>>

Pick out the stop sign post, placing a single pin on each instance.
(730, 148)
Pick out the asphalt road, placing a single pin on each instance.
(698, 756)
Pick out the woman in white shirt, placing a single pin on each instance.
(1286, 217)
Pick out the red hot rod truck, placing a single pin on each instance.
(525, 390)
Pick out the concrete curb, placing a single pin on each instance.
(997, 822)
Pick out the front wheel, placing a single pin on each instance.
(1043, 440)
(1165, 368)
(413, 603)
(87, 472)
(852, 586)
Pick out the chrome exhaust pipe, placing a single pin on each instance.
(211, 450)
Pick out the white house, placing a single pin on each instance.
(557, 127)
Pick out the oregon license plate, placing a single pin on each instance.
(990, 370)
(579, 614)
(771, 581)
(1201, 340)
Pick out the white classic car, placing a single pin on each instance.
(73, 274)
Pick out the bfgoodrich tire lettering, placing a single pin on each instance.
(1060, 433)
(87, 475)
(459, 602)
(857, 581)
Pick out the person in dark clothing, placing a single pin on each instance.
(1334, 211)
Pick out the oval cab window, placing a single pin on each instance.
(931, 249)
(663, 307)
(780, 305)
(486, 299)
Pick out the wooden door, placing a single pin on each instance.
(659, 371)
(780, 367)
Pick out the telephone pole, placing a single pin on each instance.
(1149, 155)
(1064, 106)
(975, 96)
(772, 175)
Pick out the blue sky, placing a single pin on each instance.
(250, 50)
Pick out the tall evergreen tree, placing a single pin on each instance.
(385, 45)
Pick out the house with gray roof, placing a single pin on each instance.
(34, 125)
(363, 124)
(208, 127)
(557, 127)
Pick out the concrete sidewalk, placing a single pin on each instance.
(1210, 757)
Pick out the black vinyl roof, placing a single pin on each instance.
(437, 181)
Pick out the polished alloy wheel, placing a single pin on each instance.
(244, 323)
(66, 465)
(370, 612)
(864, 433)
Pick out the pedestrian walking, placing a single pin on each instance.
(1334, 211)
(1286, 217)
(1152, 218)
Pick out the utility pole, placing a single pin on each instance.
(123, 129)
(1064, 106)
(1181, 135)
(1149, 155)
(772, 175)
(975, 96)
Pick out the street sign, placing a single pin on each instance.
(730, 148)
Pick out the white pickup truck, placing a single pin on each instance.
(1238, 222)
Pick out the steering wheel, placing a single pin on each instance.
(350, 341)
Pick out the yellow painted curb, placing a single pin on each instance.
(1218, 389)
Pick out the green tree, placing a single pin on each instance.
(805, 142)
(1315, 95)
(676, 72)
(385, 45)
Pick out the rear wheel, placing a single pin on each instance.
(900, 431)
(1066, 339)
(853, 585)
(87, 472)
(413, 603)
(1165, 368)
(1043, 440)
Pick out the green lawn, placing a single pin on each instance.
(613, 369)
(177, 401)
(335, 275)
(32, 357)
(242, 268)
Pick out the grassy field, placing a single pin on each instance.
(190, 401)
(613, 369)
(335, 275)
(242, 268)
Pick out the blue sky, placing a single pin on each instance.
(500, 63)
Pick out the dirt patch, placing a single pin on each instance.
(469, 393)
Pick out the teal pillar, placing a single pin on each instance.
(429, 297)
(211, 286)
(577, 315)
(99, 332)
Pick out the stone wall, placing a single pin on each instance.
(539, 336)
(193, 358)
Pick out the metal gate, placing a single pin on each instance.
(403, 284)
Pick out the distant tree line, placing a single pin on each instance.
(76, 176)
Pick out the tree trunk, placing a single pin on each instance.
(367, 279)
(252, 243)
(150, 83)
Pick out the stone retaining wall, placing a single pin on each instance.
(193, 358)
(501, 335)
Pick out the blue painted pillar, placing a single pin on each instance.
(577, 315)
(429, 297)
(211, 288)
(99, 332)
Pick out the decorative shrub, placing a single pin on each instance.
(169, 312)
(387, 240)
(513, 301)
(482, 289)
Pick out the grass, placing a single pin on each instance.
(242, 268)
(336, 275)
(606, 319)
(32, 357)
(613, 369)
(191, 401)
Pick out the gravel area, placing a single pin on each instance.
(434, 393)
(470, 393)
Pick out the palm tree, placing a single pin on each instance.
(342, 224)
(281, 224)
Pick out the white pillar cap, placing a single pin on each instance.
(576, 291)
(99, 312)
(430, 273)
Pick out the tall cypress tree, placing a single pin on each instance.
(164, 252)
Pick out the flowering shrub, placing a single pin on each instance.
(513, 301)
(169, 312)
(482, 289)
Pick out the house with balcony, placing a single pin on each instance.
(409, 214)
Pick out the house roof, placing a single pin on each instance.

<<

To do >> Rescale the records from the line that contains "Pick out the grassy" through the end of the records, giving only those lines, requests included. Multiply every coordinate in the answers by 2.25 and round to whole numbers, with halves rounded up.

The completed task >>
Pick out the grassy field, placing a single pin on each instance.
(428, 902)
(1379, 830)
(754, 619)
(545, 603)
Pick out the blue sky, placing a single pin on each instance.
(1125, 142)
Pick out the dirt patch, placing a single pin on each instance.
(1055, 884)
Pick out the teal pillar, placing a single pin on each instance.
(965, 668)
(475, 644)
(1298, 709)
(223, 747)
Pick out the stone wall, placing a single pin on each instance.
(1213, 756)
(434, 806)
Pick out the metal gate, placing a single pin on each instance.
(907, 639)
Pick out the distant tree line, placing a single pin on each instance.
(171, 396)
Pick out the tree trunk, placing a single pin on each instance.
(826, 628)
(567, 547)
(338, 187)
Pick out the stone retaining wall, placing a single pin on each instance.
(434, 806)
(1127, 754)
Pick out the blue painted pillar, placing a single pin on each instance.
(1298, 709)
(965, 668)
(475, 648)
(223, 747)
Pick out the decorative shrub, placing a single pin on each instance.
(380, 702)
(871, 540)
(1154, 677)
(1085, 650)
Pick out the grass, placing a single pin on each instance.
(545, 603)
(756, 619)
(1364, 718)
(72, 803)
(1379, 830)
(430, 902)
Pick out the gravel area, placing a single pin on each instance.
(977, 884)
(1058, 884)
Pick out the palm tree, placing a single pin on each instance.
(770, 504)
(632, 504)
Pick out the white pillar cap, placing a single pin on each instance.
(1296, 655)
(223, 702)
(968, 614)
Pick out the tall cypress tree, placing a single pin on each instance.
(369, 567)
Pick out the flowering shrub, placing a single pin on each instance.
(1154, 677)
(380, 702)
(1085, 650)
Pick out the house with balcony, placing a single pin on each instance.
(920, 482)
Pick out the house roof, placing a single pin on each instance.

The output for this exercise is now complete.